## [Task objective]
In full and without changes, output the data.

--- Data to examine Enclosed Below ---

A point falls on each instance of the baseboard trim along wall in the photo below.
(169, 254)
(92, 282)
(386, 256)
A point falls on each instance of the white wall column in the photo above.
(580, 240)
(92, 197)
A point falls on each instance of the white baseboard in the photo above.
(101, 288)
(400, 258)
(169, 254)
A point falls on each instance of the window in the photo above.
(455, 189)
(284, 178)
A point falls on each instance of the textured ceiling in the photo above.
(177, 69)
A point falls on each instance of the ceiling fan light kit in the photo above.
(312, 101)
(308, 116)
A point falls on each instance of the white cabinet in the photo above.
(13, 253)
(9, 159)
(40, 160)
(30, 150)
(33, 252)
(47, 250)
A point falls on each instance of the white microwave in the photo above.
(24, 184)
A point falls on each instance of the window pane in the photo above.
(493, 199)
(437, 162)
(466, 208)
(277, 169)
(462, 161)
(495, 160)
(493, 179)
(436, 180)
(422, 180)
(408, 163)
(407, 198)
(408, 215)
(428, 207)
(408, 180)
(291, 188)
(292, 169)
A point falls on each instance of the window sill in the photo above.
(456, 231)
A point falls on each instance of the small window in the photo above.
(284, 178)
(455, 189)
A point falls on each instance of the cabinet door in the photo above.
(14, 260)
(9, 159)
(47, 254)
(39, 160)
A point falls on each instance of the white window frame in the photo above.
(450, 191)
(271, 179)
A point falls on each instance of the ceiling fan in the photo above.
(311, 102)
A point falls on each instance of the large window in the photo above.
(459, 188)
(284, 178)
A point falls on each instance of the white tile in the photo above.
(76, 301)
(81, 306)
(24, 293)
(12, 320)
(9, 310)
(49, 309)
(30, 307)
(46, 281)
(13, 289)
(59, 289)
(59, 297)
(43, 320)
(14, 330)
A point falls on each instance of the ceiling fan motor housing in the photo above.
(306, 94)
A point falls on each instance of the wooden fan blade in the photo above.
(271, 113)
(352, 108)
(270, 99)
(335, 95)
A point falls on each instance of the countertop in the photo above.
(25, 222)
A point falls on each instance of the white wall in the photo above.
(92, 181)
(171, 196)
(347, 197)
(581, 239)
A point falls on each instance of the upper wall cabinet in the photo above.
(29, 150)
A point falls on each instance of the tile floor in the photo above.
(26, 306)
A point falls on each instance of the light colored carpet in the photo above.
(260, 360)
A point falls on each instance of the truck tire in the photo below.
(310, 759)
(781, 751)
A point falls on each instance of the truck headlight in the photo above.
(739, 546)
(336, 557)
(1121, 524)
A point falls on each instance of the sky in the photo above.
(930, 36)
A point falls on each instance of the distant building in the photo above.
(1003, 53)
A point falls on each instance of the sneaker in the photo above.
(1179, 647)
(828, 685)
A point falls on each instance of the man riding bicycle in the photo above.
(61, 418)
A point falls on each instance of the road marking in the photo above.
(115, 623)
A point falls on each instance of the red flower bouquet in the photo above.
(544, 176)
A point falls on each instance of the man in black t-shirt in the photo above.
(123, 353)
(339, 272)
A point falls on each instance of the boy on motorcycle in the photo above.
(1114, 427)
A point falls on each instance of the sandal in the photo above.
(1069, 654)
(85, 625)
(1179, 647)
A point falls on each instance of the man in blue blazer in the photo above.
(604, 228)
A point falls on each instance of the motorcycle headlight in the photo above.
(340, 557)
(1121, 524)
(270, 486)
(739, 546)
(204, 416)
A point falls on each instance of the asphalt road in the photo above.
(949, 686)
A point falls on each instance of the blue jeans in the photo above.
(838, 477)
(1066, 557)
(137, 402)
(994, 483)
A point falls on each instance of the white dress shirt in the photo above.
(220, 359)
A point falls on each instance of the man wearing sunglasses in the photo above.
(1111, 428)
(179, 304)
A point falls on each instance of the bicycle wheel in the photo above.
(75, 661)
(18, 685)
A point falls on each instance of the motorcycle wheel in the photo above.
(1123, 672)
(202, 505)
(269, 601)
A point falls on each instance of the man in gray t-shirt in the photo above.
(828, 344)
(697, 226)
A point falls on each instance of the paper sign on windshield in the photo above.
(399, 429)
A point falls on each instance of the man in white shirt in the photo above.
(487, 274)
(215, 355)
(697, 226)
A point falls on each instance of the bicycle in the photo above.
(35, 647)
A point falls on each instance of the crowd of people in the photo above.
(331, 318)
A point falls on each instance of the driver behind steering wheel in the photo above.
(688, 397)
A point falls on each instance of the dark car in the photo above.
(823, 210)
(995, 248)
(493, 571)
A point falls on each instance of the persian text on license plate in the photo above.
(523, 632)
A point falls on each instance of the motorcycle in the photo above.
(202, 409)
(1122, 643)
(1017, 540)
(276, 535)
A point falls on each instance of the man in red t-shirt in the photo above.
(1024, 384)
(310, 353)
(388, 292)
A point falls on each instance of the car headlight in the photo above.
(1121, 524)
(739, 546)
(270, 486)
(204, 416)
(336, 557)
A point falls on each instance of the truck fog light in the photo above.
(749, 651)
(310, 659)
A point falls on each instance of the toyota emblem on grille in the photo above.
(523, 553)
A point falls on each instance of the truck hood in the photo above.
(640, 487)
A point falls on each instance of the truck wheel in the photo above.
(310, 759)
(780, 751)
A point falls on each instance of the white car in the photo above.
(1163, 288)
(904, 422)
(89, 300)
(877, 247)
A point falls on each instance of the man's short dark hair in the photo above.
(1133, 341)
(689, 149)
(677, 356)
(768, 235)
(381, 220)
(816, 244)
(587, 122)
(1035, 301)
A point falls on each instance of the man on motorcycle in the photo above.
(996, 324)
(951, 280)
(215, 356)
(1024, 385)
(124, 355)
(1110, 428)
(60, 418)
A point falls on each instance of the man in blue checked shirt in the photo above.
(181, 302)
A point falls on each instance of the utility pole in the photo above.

--- End of Enclosed Data to examine ---

## [Result of this task]
A point falls on each instance of the baseboard trim along wall in the photo below.
(169, 254)
(92, 282)
(386, 256)
A point falls on each instance of the white wall column in the photo above.
(580, 240)
(92, 197)
A point falls on each instance of the white baseboard in the photo above.
(101, 288)
(400, 258)
(169, 254)
A point falls on each instance of the window in the photo above.
(455, 189)
(284, 178)
A point falls on each instance of the textured ceiling in the photo above.
(177, 69)
A point falls on each instance of the ceiling fan light kit in the photo above.
(312, 101)
(308, 116)
A point falls on each instance of the white cabinet in the photo above.
(13, 253)
(9, 159)
(40, 160)
(30, 150)
(33, 252)
(47, 250)
A point falls on each instance of the white microwave in the photo above.
(24, 184)
A point falls on each instance of the window pane in the photo above.
(493, 199)
(437, 162)
(466, 208)
(277, 169)
(462, 161)
(495, 160)
(493, 179)
(436, 180)
(422, 180)
(408, 163)
(407, 198)
(408, 215)
(428, 207)
(408, 180)
(291, 188)
(292, 169)
A point falls on each instance of the window sill in the photo above.
(456, 231)
A point falls on each instance of the small window in the photo above.
(284, 178)
(455, 189)
A point falls on each instance of the cabinet door in the photo above.
(14, 260)
(9, 159)
(47, 254)
(39, 160)
A point falls on each instance of the white window frame in the photo above.
(450, 191)
(271, 179)
A point falls on each instance of the ceiling fan in the photo above.
(311, 102)
A point falls on each instance of the large window in the photo above.
(459, 188)
(284, 178)
A point falls on each instance of the white tile in the photo above.
(76, 301)
(81, 306)
(24, 293)
(12, 320)
(9, 310)
(49, 309)
(30, 307)
(46, 281)
(13, 289)
(59, 289)
(59, 297)
(43, 320)
(14, 330)
A point falls on each instance of the ceiling fan motor housing in the photo above.
(306, 94)
A point falls on each instance of the wooden fan blade in the photo above.
(271, 113)
(352, 108)
(270, 99)
(335, 95)
A point falls on each instance of the countertop in the photo above.
(25, 222)
A point falls on each instance of the white wall in the photo above.
(92, 181)
(171, 196)
(347, 197)
(581, 239)
A point falls on each instance of the upper wall cabinet in the photo above.
(29, 150)
A point falls on each instance of the tile floor in the photo above.
(26, 306)
A point falls on each instance of the light colored carpet in the photo above.
(260, 360)
A point falls on each instance of the truck tire in the photo below.
(310, 759)
(781, 751)
A point falls on each instance of the truck headlight in the photo above.
(739, 546)
(336, 557)
(1121, 524)
A point falls on each instance of the sky in the photo above.
(930, 36)
A point falls on each instance of the distant building in the photo above.
(1003, 53)
A point falls on each instance of the sneaker in the photo above.
(1179, 647)
(828, 685)
A point falls on each instance of the man riding bicycle in the photo above.
(61, 418)
A point falls on each instance of the road marking in the photo above.
(115, 623)
A point falls on each instance of the red flower bouquet in the photo above.
(544, 176)
A point falls on each instance of the man in black t-shirt in the photo above.
(123, 353)
(339, 272)
A point falls on each instance of the boy on motorcycle in the photo above.
(1114, 427)
A point falls on each instance of the sandal in the photo above.
(1069, 654)
(85, 625)
(1179, 647)
A point falls on each instance of the man in blue blazer in the photo above.
(604, 228)
A point falls on each instance of the motorcycle headlight in the photo above.
(340, 557)
(1121, 524)
(270, 486)
(739, 546)
(204, 416)
A point falls on each instance of the asphalt road in the photo above.
(949, 686)
A point falls on each instance of the blue jeans in the photo above.
(838, 477)
(1066, 557)
(137, 402)
(994, 483)
A point falls on each instance of the white dress shirt in the photo above.
(220, 359)
A point falls on each instance of the man wearing sunglasses in the photo above.
(1111, 428)
(179, 304)
A point falls on each instance of the bicycle wheel in the photo above.
(75, 661)
(18, 685)
A point falls on each instance of the motorcycle wheel in the photo above.
(1123, 672)
(202, 505)
(269, 601)
A point falls on each instance of the man in gray t-shirt in the photo above.
(828, 344)
(697, 226)
A point falls on each instance of the paper sign on windshield in the photo above.
(399, 429)
A point falls on each instance of the man in white shirt in the photo above.
(487, 274)
(215, 355)
(697, 226)
A point falls on each instance of the bicycle in the photo above.
(35, 647)
A point falls on each instance of the crowd of people in the photo above.
(331, 318)
A point falls on each instance of the driver behind steering wheel in the photo above.
(688, 397)
A point falls on each instance of the dark car in the photo above.
(823, 210)
(995, 248)
(493, 571)
A point falls on each instance of the persian text on license plate in the photo above.
(523, 632)
A point falls on each instance of the motorcycle in the photo above.
(202, 409)
(1122, 643)
(1017, 540)
(276, 535)
A point falls on each instance of the man in red t-shirt in the photo above.
(1024, 384)
(310, 353)
(388, 292)
A point falls on each instance of the car headlight in the photo above.
(1121, 524)
(739, 546)
(270, 486)
(204, 416)
(336, 557)
A point falls on each instance of the truck fog light in the photo above.
(749, 651)
(310, 659)
A point falls on each instance of the toyota emblem on grille in the photo above.
(523, 553)
A point falls on each instance of the truck hood in the photo above.
(640, 487)
A point falls on each instance of the truck wheel in the photo above.
(310, 759)
(780, 751)
A point falls on each instance of the white car in the photo above.
(1163, 288)
(904, 422)
(89, 300)
(877, 247)
A point falls on each instance of the man's short dark hair in the photo above.
(1133, 341)
(689, 149)
(677, 356)
(768, 235)
(381, 220)
(816, 244)
(587, 122)
(1035, 301)
A point falls on each instance of the man on motorcycle in the photo above.
(996, 324)
(951, 280)
(215, 356)
(1024, 385)
(124, 355)
(1110, 428)
(60, 418)
A point falls on each instance of the man in blue checked shirt in the photo above.
(181, 302)
A point falls on each instance of the utility pole in the photo above.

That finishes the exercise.